— HOW TO COMPLETE THIS TASK —
Go over the entries below line by line, copying each one that contains the word "cloud".

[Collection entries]
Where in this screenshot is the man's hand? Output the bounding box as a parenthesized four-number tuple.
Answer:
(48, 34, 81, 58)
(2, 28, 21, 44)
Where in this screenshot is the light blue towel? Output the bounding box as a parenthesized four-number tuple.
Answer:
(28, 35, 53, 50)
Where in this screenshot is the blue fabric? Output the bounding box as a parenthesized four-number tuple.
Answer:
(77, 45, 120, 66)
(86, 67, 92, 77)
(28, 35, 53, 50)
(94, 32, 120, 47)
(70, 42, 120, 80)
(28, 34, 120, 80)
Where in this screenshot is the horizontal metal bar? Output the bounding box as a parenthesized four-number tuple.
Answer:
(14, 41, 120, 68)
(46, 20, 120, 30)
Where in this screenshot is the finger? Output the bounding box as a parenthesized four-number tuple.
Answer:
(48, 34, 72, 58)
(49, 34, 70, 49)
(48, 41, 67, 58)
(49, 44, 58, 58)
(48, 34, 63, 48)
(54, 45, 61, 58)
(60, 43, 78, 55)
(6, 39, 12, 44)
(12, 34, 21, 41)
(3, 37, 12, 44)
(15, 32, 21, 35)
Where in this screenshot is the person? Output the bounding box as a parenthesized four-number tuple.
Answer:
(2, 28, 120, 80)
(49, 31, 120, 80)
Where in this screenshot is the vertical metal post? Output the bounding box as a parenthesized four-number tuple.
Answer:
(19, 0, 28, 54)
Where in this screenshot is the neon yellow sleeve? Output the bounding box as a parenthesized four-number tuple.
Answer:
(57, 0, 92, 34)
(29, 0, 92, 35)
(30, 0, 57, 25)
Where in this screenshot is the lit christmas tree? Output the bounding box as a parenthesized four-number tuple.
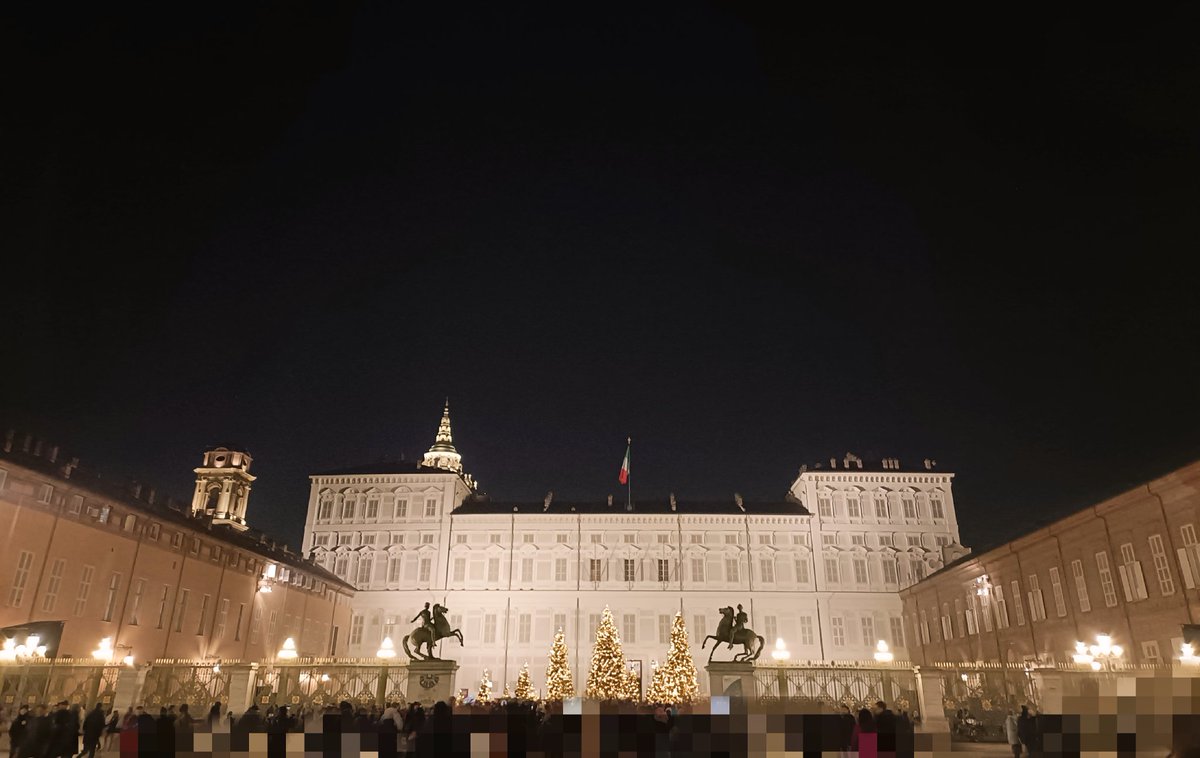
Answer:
(545, 628, 575, 701)
(646, 613, 699, 704)
(586, 606, 631, 700)
(623, 664, 641, 702)
(477, 669, 493, 703)
(502, 684, 511, 699)
(514, 661, 534, 700)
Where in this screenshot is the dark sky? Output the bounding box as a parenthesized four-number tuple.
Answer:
(4, 3, 1199, 552)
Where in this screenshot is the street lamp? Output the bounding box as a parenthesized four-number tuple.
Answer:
(874, 640, 894, 663)
(1178, 643, 1199, 666)
(277, 637, 298, 660)
(376, 637, 397, 659)
(1, 635, 48, 662)
(1073, 634, 1123, 671)
(771, 638, 790, 662)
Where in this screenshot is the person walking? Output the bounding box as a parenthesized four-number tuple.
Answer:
(207, 701, 222, 731)
(8, 705, 29, 756)
(1017, 705, 1036, 757)
(1005, 709, 1022, 757)
(852, 708, 877, 756)
(80, 703, 106, 758)
(103, 708, 121, 752)
(45, 701, 76, 758)
(16, 704, 51, 758)
(176, 703, 195, 751)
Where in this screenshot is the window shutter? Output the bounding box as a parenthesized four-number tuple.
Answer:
(1132, 562, 1148, 599)
(1178, 549, 1197, 589)
(1118, 565, 1134, 602)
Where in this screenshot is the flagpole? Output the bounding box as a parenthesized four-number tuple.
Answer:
(626, 436, 632, 509)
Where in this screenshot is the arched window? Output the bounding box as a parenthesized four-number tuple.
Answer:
(873, 492, 889, 520)
(341, 496, 356, 520)
(929, 493, 945, 520)
(846, 492, 862, 519)
(318, 495, 333, 520)
(902, 494, 917, 520)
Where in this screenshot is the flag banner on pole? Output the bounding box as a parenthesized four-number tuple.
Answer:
(618, 441, 630, 484)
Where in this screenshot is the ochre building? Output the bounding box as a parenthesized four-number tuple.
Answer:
(0, 434, 355, 664)
(900, 459, 1200, 666)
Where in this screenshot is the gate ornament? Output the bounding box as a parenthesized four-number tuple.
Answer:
(402, 602, 464, 661)
(700, 604, 765, 662)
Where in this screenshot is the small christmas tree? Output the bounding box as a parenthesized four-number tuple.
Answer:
(623, 665, 641, 702)
(477, 669, 493, 703)
(502, 684, 511, 699)
(646, 612, 699, 704)
(514, 661, 535, 700)
(586, 606, 630, 700)
(545, 628, 575, 701)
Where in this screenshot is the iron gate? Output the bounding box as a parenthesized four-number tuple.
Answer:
(0, 662, 120, 708)
(252, 659, 408, 709)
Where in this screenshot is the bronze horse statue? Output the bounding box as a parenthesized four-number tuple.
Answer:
(402, 603, 464, 660)
(701, 606, 765, 663)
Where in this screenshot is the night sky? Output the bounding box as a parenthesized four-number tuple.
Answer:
(5, 4, 1199, 552)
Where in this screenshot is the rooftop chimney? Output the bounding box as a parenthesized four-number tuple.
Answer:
(32, 438, 43, 457)
(543, 491, 553, 512)
(48, 445, 59, 463)
(829, 457, 837, 469)
(734, 493, 745, 512)
(607, 494, 613, 507)
(3, 430, 13, 453)
(22, 434, 32, 453)
(669, 493, 677, 512)
(61, 458, 79, 479)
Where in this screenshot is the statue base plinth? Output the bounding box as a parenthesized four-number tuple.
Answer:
(705, 661, 756, 700)
(405, 660, 459, 706)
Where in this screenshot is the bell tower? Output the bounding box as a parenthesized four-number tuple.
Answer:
(190, 447, 255, 531)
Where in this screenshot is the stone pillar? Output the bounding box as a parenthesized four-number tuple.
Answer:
(227, 663, 258, 715)
(705, 662, 756, 701)
(406, 660, 459, 706)
(913, 666, 950, 750)
(113, 665, 150, 711)
(1031, 669, 1063, 714)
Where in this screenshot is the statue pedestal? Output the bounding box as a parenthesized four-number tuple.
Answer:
(705, 661, 756, 701)
(406, 660, 459, 706)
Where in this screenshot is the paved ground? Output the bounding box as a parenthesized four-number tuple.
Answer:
(948, 742, 1013, 754)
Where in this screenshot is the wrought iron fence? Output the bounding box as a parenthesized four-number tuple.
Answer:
(142, 660, 234, 712)
(924, 661, 1040, 729)
(0, 662, 120, 708)
(252, 659, 408, 709)
(752, 663, 919, 713)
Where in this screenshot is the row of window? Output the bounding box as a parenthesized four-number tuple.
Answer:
(914, 526, 1200, 647)
(815, 490, 947, 523)
(331, 550, 934, 590)
(5, 550, 336, 652)
(349, 609, 906, 651)
(316, 496, 439, 521)
(315, 529, 952, 552)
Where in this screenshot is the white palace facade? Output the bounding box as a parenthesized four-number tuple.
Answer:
(301, 406, 970, 696)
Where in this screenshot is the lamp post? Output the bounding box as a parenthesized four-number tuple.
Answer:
(1179, 643, 1200, 666)
(1073, 634, 1124, 672)
(874, 640, 894, 663)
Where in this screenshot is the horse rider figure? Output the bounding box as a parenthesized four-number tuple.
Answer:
(729, 604, 748, 649)
(431, 603, 451, 637)
(412, 602, 435, 635)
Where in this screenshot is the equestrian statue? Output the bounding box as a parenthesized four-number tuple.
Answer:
(700, 604, 765, 663)
(403, 602, 464, 661)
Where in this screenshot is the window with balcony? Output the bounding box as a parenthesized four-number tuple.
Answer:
(589, 559, 602, 582)
(657, 559, 670, 582)
(623, 559, 636, 582)
(760, 559, 774, 583)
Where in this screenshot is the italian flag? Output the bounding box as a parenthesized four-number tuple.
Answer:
(618, 441, 630, 485)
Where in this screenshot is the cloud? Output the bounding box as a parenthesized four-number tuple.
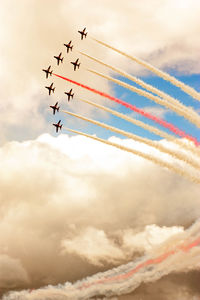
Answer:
(0, 0, 113, 143)
(61, 227, 124, 266)
(0, 0, 200, 143)
(0, 255, 29, 289)
(2, 220, 200, 299)
(0, 133, 199, 298)
(129, 106, 169, 119)
(142, 106, 169, 118)
(61, 224, 184, 266)
(121, 224, 184, 253)
(118, 271, 200, 300)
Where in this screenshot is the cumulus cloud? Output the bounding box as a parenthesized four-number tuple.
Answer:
(121, 224, 184, 253)
(0, 255, 29, 289)
(0, 133, 199, 298)
(61, 224, 184, 266)
(0, 0, 113, 142)
(61, 227, 124, 266)
(0, 0, 200, 143)
(2, 220, 200, 299)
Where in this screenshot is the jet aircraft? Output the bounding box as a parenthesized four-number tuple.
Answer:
(64, 40, 73, 53)
(50, 102, 60, 115)
(71, 58, 80, 71)
(42, 65, 53, 78)
(64, 88, 74, 101)
(45, 83, 55, 95)
(78, 27, 87, 40)
(53, 120, 62, 132)
(54, 52, 64, 65)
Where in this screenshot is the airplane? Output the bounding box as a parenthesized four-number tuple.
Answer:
(42, 65, 53, 79)
(64, 40, 73, 53)
(50, 102, 60, 115)
(53, 120, 62, 133)
(64, 88, 74, 101)
(45, 83, 55, 95)
(71, 58, 80, 71)
(54, 52, 64, 65)
(78, 27, 87, 40)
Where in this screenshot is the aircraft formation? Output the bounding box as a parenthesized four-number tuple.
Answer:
(42, 27, 88, 132)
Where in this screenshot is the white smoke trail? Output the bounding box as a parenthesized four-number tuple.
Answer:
(77, 97, 200, 158)
(64, 127, 200, 184)
(52, 72, 200, 156)
(80, 51, 200, 128)
(91, 37, 200, 103)
(87, 68, 200, 129)
(62, 110, 200, 172)
(3, 218, 200, 299)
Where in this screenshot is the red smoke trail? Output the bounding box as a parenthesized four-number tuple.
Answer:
(80, 234, 200, 289)
(53, 73, 199, 145)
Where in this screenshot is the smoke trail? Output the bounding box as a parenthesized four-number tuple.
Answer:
(3, 220, 200, 299)
(80, 51, 200, 128)
(76, 224, 200, 289)
(62, 109, 200, 171)
(91, 37, 200, 103)
(53, 73, 199, 146)
(88, 68, 200, 130)
(62, 127, 200, 184)
(77, 97, 200, 163)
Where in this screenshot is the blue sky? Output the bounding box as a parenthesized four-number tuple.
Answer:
(62, 72, 200, 143)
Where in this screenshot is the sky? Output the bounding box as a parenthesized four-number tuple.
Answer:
(0, 0, 200, 299)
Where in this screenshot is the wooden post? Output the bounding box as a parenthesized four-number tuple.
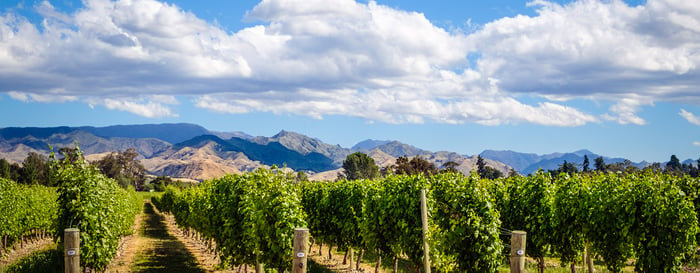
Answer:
(420, 189, 431, 273)
(510, 230, 526, 273)
(293, 228, 310, 273)
(64, 228, 80, 273)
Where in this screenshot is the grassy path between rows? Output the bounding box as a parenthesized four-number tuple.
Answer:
(131, 202, 206, 273)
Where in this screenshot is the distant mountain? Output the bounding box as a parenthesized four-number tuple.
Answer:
(0, 129, 170, 162)
(480, 149, 647, 174)
(142, 136, 262, 180)
(174, 134, 336, 173)
(479, 150, 541, 173)
(372, 141, 430, 158)
(78, 123, 209, 144)
(251, 130, 350, 165)
(352, 139, 391, 151)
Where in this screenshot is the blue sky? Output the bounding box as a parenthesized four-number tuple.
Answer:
(0, 0, 699, 163)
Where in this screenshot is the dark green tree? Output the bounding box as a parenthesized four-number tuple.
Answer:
(149, 175, 173, 192)
(582, 155, 590, 173)
(393, 156, 438, 177)
(441, 161, 460, 174)
(20, 152, 49, 185)
(594, 156, 606, 172)
(342, 152, 379, 180)
(476, 155, 486, 175)
(666, 155, 682, 174)
(296, 170, 308, 182)
(476, 155, 502, 179)
(508, 168, 519, 177)
(0, 158, 21, 181)
(93, 148, 146, 190)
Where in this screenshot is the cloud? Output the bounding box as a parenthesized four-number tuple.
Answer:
(601, 97, 652, 125)
(7, 91, 78, 103)
(680, 109, 700, 126)
(694, 141, 700, 147)
(0, 0, 699, 125)
(86, 96, 179, 118)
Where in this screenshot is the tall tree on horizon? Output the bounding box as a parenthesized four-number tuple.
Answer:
(594, 156, 606, 172)
(666, 155, 682, 173)
(342, 152, 379, 180)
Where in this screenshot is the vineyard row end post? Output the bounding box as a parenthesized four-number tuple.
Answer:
(65, 228, 80, 273)
(510, 230, 526, 273)
(293, 228, 310, 273)
(420, 189, 431, 273)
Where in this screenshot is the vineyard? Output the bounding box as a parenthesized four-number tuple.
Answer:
(153, 169, 699, 273)
(1, 146, 141, 272)
(2, 153, 700, 273)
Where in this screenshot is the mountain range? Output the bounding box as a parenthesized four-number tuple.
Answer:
(0, 123, 660, 181)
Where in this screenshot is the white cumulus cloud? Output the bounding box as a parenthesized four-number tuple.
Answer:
(86, 96, 179, 118)
(0, 0, 699, 123)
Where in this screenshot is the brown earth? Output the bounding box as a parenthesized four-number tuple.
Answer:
(0, 235, 55, 270)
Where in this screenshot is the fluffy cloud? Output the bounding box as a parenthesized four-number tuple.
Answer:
(86, 95, 179, 118)
(470, 0, 700, 123)
(0, 0, 698, 125)
(680, 109, 700, 126)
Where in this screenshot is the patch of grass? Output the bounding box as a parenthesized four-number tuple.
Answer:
(1, 248, 62, 273)
(136, 191, 161, 201)
(131, 202, 206, 273)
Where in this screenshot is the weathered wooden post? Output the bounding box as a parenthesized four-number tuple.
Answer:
(420, 189, 431, 273)
(510, 230, 526, 273)
(293, 228, 310, 273)
(64, 228, 80, 273)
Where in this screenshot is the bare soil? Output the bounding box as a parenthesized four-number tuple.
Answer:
(0, 236, 55, 270)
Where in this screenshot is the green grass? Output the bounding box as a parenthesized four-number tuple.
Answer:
(0, 247, 62, 273)
(131, 202, 206, 273)
(136, 191, 162, 201)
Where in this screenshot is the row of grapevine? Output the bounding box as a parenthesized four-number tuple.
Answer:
(301, 173, 503, 273)
(304, 171, 699, 273)
(492, 171, 698, 273)
(0, 178, 58, 255)
(154, 168, 699, 273)
(51, 146, 141, 271)
(153, 167, 306, 272)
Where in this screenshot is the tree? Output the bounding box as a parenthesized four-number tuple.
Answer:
(0, 158, 21, 181)
(476, 155, 486, 175)
(149, 175, 173, 192)
(666, 155, 682, 174)
(558, 160, 578, 176)
(582, 155, 590, 173)
(393, 156, 438, 177)
(296, 170, 308, 182)
(58, 146, 82, 164)
(342, 152, 379, 180)
(93, 148, 146, 190)
(594, 156, 606, 172)
(20, 152, 49, 185)
(441, 161, 460, 174)
(508, 168, 519, 177)
(475, 155, 502, 179)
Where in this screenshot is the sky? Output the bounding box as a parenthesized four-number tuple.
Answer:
(0, 0, 699, 163)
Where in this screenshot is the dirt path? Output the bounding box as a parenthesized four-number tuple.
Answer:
(104, 202, 145, 273)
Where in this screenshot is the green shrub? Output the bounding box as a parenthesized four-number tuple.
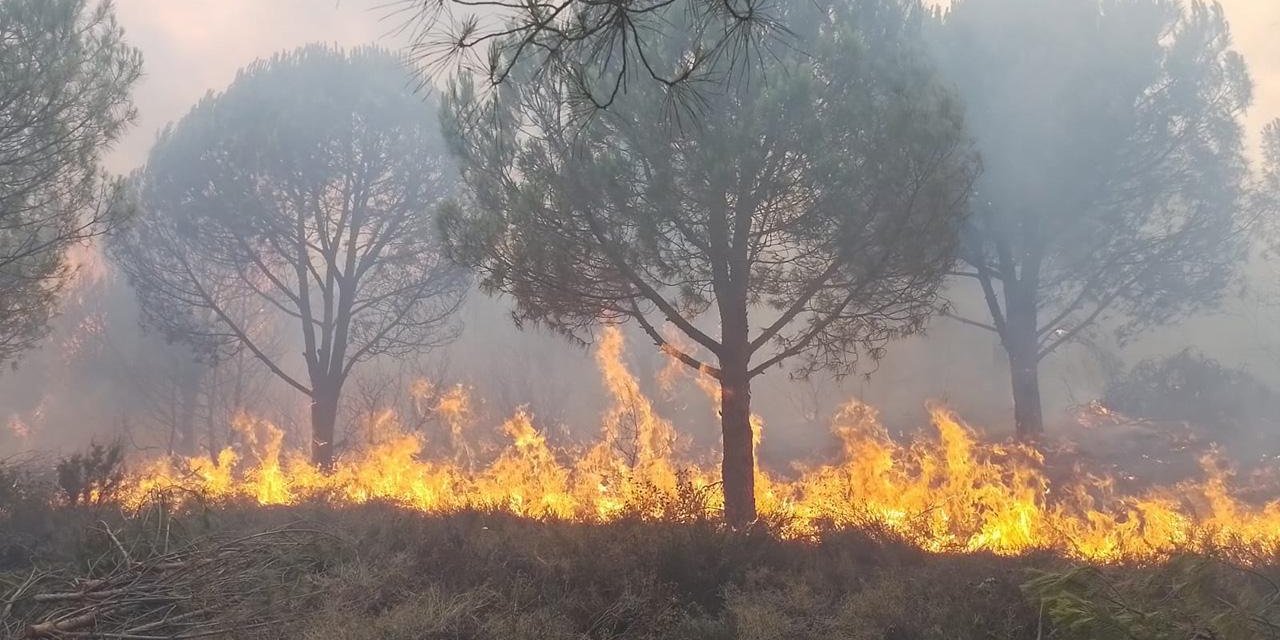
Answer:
(55, 440, 124, 505)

— EXERCISE RESULT —
Where in this screenshot is the cloud? Output the bounding box as a parenthesized four-number tuple.
Where in this screenshot is the cumulus cloud? Output the bounding box as a parenthesized four-number tuple.
Where in this screenshot is the cloud? Output the bounding box as a parenthesized four-number tuple.
Where in this screenshot is the white cumulus cloud? Output the bounding box as a parenthesized four-number tuple.
Where in this screenshot is the fluffy cloud? Output the bounding box as a parenthesized four-number tuple.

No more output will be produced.